##### Exercise inputs #####

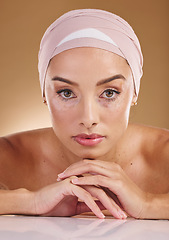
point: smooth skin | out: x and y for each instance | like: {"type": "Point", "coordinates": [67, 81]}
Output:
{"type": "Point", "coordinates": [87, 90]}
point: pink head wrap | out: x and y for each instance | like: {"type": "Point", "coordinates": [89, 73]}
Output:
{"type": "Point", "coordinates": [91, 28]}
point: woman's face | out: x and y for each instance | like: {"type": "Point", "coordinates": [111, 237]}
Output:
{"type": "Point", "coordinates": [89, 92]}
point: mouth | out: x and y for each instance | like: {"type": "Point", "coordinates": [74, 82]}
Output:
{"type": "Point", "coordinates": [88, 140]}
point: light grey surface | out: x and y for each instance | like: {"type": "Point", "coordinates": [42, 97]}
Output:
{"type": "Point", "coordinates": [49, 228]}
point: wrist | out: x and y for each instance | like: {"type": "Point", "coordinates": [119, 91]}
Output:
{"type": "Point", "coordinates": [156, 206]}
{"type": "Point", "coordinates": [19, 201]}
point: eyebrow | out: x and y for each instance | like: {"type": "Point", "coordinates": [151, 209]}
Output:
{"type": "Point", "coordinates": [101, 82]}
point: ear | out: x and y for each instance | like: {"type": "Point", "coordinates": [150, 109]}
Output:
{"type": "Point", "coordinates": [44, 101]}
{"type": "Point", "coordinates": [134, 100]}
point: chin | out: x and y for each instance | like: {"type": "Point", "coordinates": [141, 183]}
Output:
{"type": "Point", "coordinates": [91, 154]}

#####
##### Exercise inputs #####

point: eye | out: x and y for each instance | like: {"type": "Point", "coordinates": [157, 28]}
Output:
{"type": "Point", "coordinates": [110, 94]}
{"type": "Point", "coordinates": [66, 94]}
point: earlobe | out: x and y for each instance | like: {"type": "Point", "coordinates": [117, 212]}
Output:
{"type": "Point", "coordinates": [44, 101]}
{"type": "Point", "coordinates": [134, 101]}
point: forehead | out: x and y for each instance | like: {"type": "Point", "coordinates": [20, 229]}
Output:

#####
##### Exercise inputs #####

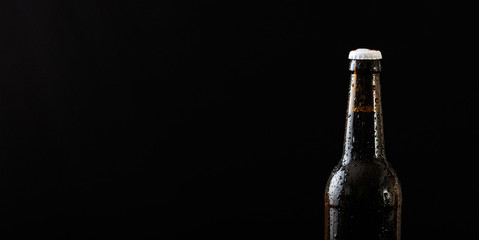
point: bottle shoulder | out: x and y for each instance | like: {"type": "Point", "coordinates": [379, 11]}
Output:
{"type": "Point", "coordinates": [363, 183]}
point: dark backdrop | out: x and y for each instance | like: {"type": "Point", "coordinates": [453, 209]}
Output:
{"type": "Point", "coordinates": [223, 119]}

#####

Short task
Tally the lines of the data above that contain the string "surface", treating uppercase and lowercase as distinct, and give only the number.

Problem solution
1